[Rows from a dataset]
※ ※ ※

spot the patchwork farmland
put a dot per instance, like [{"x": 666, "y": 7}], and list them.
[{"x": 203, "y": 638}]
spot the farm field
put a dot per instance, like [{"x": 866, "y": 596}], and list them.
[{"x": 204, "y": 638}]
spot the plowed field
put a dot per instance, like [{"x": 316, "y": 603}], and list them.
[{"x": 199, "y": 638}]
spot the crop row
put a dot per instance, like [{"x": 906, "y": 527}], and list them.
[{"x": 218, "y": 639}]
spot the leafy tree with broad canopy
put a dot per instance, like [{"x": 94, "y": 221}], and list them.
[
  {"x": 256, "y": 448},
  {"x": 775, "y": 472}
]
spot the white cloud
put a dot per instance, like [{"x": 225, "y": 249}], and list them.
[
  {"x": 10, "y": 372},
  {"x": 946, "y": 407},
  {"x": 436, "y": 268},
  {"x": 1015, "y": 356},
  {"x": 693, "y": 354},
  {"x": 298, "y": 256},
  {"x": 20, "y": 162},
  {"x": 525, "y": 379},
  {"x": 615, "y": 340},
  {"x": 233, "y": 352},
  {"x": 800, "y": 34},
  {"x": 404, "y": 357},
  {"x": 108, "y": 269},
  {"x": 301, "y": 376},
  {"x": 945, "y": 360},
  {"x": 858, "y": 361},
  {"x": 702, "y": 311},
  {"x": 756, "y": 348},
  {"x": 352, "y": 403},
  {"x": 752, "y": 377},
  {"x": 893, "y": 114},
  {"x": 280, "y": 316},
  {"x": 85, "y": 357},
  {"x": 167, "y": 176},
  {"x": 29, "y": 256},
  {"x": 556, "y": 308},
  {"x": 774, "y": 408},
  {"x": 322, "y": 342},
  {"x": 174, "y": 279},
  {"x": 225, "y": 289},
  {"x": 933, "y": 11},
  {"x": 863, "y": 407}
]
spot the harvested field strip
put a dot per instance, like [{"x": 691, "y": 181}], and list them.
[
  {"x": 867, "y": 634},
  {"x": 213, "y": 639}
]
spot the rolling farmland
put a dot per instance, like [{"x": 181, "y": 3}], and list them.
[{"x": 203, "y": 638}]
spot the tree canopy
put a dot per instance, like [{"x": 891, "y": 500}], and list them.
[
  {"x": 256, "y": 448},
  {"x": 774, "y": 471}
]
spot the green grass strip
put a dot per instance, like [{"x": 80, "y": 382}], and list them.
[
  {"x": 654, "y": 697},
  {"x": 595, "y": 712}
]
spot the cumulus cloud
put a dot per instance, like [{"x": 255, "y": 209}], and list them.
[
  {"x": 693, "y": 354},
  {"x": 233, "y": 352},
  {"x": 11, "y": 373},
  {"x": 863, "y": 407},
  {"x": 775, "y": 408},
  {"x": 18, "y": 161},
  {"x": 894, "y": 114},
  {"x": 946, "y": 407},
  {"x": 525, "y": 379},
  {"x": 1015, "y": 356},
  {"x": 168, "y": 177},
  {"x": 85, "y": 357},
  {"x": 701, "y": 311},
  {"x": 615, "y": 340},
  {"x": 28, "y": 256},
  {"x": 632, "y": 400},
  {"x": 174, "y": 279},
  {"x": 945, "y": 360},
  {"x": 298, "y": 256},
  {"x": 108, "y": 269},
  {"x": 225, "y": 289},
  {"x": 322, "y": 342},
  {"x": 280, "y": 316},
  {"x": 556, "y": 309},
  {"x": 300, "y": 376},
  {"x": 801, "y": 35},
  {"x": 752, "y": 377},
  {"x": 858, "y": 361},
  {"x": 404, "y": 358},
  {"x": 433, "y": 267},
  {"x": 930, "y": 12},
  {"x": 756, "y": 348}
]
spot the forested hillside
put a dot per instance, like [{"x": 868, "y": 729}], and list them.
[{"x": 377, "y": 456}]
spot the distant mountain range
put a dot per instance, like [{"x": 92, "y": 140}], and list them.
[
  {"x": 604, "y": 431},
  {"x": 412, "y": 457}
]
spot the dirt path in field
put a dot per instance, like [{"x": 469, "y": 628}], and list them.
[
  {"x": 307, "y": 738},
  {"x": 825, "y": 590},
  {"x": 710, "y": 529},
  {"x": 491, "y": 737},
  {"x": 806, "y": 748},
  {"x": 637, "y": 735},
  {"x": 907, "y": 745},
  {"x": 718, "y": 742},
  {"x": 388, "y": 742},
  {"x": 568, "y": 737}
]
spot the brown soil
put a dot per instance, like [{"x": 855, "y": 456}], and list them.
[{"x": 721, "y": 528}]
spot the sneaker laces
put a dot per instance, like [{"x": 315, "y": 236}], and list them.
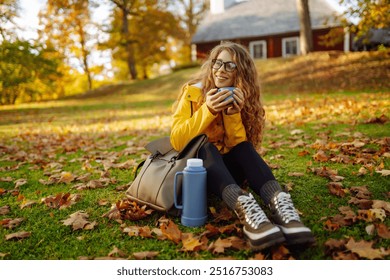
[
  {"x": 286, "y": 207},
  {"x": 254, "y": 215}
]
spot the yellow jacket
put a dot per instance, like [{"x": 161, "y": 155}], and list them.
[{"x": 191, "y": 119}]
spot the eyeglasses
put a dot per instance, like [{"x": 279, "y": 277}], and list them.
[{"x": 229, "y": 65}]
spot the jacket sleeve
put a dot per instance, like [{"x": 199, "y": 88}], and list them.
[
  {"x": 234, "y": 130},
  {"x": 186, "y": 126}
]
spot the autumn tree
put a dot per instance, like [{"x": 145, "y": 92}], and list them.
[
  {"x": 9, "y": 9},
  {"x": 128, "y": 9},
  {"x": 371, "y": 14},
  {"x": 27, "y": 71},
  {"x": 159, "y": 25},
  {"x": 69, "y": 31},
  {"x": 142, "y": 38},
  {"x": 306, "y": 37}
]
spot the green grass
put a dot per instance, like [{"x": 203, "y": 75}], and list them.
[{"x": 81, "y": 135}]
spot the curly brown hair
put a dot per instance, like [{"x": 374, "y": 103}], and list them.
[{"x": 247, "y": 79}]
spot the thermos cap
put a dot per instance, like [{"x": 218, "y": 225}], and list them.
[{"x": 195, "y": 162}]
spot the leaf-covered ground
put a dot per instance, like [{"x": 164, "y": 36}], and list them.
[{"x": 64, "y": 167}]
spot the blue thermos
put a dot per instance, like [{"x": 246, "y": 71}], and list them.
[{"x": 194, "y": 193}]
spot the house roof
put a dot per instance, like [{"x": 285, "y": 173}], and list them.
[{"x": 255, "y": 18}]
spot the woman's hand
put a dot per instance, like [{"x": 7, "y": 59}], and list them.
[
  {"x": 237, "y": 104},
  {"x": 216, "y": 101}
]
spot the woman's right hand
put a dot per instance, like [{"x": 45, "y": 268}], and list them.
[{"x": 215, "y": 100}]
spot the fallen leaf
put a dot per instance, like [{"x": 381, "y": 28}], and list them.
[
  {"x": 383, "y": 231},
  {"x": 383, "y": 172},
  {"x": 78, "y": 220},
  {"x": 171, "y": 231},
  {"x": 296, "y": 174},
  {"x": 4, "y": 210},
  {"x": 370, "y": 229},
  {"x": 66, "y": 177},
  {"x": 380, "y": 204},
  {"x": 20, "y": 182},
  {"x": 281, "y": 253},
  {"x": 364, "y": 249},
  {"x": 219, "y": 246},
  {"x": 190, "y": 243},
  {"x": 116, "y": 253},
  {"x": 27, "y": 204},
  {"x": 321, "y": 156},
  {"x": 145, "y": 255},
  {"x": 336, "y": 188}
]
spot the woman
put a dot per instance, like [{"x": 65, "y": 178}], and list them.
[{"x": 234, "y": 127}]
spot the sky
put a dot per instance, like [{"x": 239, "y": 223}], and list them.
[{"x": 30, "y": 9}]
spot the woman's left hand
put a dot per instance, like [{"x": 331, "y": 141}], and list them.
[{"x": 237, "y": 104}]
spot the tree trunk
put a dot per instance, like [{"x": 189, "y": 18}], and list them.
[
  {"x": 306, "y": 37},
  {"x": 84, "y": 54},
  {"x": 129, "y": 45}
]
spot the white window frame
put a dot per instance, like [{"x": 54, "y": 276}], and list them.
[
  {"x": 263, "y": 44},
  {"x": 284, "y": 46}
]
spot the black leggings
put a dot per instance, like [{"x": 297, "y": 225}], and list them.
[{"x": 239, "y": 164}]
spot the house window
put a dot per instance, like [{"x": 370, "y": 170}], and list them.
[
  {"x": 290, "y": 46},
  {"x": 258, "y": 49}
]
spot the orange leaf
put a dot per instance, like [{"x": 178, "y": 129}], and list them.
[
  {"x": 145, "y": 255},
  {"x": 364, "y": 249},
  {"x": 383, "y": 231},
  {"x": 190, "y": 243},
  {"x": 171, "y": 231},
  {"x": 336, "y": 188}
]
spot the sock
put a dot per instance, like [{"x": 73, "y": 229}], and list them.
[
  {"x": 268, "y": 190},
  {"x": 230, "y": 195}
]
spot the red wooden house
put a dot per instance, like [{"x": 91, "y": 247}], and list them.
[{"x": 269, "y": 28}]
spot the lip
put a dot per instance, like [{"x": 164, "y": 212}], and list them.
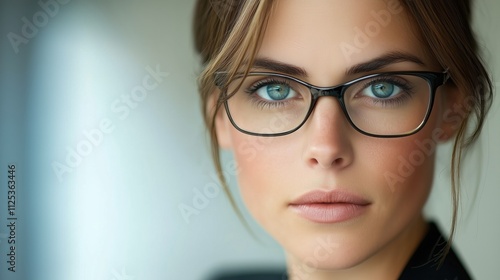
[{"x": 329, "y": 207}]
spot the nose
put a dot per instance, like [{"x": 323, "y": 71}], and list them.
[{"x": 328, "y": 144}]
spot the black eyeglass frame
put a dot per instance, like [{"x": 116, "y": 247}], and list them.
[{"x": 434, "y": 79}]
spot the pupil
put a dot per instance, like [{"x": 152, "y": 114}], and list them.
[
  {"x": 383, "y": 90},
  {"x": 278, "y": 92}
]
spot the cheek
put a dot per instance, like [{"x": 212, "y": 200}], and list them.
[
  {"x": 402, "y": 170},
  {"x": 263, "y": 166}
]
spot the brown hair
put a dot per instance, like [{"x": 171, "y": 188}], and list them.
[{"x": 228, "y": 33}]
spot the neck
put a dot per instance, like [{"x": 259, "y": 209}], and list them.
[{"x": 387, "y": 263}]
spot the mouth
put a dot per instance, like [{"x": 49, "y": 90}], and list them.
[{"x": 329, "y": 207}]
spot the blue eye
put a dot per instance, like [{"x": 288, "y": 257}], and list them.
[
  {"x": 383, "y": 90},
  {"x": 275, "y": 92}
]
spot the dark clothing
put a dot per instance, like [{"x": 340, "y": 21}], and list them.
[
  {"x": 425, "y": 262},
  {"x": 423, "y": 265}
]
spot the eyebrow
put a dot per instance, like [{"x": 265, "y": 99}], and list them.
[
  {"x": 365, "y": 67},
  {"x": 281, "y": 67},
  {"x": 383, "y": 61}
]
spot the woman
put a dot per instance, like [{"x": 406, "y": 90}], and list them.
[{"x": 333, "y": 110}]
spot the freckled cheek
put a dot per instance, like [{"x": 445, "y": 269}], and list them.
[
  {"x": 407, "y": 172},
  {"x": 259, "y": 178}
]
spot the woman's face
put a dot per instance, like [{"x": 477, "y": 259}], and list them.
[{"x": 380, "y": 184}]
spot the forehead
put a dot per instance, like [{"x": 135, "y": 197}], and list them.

※ ※ ※

• Aim of the task: Render the lines as a numbered list, skipping any blank lines. Begin at the line that contains "spot the eyebrow" and continue through the last line of the records.

• Expected answer:
1. spot the eyebrow
2. put a dot per instance, like [{"x": 265, "y": 99}], and list them.
3. [
4.   {"x": 365, "y": 67},
5.   {"x": 281, "y": 67},
6.   {"x": 383, "y": 61}
7. ]
8. spot the woman
9. put a dot per instance, like [{"x": 406, "y": 90}], and list them.
10. [{"x": 333, "y": 110}]
11. spot the freckled cheek
12. put a dot per instance, like [{"x": 445, "y": 269}], and list them.
13. [
14.   {"x": 407, "y": 172},
15.   {"x": 259, "y": 178}
16. ]
17. spot the woman's face
18. put a dot per instance, like [{"x": 477, "y": 259}], and list them.
19. [{"x": 380, "y": 184}]
20. spot the forehead
21. put a dot per instance, like [{"x": 135, "y": 197}], and list them.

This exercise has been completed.